What you should give back is a precise copy of the lines below from the one containing "Task: locate the man's" through the one containing "Task: locate the distant", with no pictures.

── Records for processing ──

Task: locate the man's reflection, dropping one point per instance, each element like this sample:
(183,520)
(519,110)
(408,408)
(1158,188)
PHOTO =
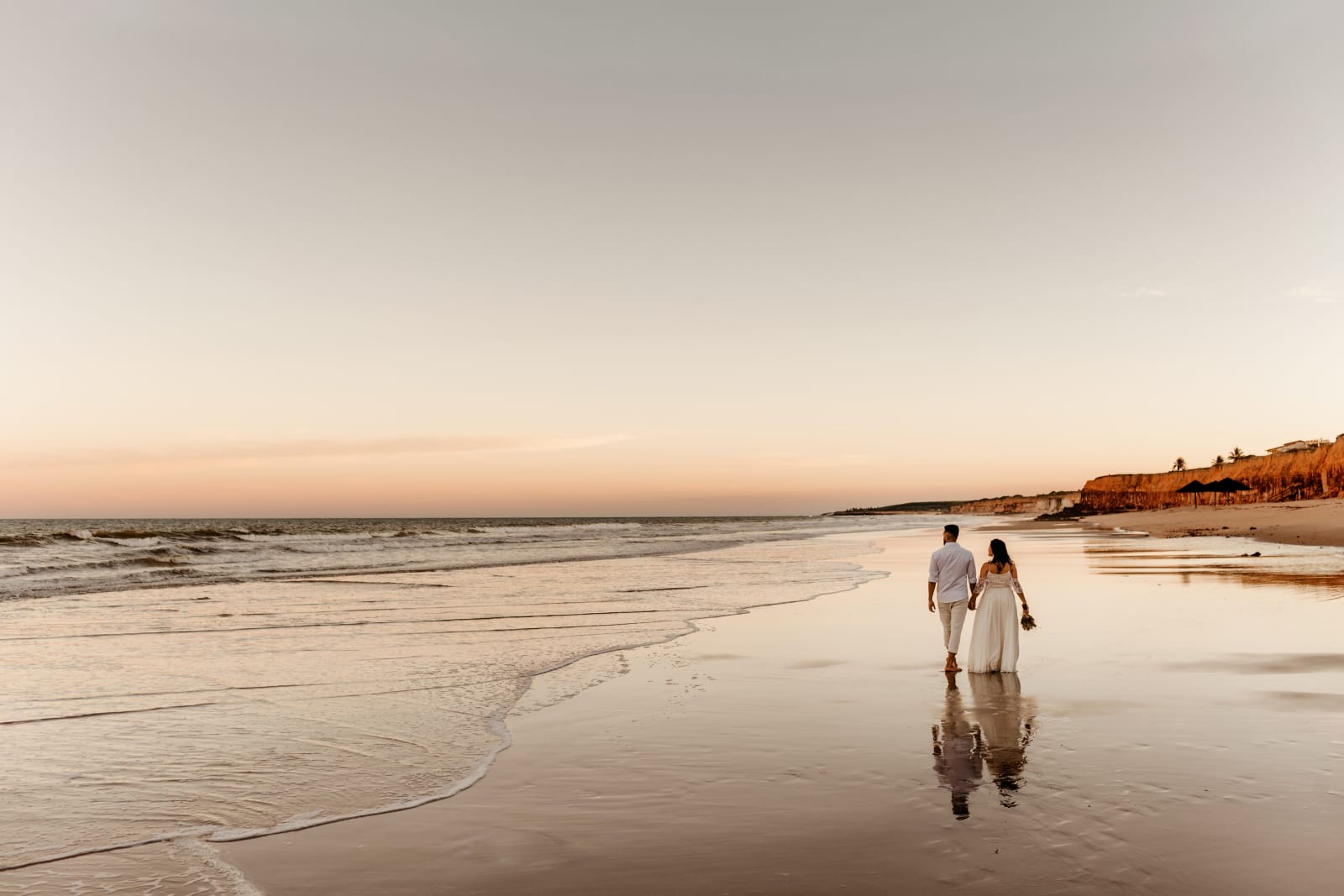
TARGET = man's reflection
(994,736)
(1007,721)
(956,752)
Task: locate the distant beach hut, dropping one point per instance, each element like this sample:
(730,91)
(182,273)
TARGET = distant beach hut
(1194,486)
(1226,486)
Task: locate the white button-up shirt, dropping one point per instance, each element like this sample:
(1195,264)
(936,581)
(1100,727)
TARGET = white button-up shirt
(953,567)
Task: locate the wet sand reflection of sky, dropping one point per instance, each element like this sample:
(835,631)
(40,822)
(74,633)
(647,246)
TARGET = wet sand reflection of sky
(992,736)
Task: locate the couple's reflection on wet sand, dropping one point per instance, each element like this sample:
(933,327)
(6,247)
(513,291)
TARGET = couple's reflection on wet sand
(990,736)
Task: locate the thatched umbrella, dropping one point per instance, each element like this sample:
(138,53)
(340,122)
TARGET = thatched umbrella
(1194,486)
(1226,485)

───
── Records for processing ──

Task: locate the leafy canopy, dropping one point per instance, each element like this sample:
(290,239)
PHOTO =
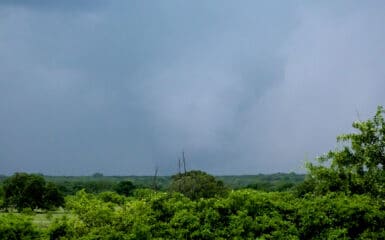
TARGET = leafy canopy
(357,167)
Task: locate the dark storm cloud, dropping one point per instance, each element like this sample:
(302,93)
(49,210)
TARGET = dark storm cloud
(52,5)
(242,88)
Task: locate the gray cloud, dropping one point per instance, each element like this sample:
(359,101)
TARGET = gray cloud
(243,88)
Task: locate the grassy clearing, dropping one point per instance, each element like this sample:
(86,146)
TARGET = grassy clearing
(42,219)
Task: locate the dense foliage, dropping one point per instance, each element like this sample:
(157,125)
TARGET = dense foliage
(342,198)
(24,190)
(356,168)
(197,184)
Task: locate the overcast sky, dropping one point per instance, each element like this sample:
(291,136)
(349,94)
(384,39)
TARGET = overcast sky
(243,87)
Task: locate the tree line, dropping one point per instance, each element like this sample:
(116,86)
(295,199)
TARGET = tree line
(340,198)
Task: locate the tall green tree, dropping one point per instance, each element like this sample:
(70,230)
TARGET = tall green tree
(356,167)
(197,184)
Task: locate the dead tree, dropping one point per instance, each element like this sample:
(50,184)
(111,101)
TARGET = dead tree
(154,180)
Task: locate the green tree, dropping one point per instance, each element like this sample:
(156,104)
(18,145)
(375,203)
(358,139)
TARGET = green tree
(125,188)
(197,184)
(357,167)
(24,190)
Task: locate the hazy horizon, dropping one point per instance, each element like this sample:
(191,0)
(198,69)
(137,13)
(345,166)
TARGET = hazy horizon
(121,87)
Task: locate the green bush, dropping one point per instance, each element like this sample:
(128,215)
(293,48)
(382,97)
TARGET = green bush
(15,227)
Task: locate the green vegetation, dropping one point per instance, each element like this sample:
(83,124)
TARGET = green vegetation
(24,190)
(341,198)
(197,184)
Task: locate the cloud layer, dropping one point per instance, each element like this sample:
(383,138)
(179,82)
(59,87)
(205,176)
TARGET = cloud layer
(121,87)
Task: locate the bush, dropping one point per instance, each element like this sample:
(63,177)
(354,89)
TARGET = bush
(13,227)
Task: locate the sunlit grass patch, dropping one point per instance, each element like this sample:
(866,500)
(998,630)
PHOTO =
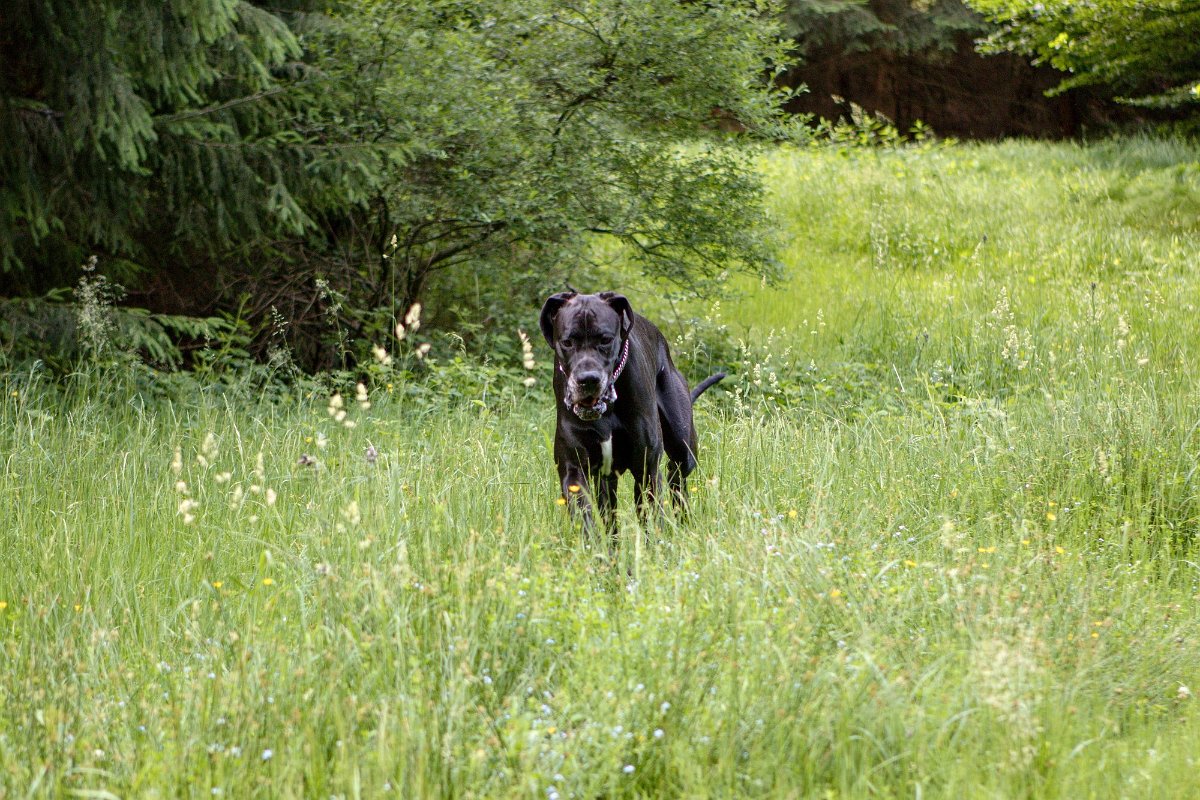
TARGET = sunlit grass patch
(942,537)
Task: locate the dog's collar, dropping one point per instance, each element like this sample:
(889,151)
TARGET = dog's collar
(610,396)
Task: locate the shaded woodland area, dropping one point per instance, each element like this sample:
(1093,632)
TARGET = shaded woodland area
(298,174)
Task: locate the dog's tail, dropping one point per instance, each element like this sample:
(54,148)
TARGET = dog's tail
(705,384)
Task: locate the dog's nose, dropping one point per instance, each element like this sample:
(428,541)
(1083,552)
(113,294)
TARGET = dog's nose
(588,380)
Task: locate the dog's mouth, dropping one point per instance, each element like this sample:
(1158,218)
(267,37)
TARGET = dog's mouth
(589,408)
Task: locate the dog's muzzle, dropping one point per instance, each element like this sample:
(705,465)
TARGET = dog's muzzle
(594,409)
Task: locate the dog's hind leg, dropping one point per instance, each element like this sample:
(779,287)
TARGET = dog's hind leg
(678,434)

───

Result for this task →
Task: locate the man's reflection, dropping one point per instance, each element like this sample:
(183,520)
(519,110)
(408,408)
(1158,188)
PHOTO =
TARGET = man's reflection
(994,736)
(1007,721)
(956,752)
Task: locate the distant beach hut, dropping one point per instance, each element like this sample:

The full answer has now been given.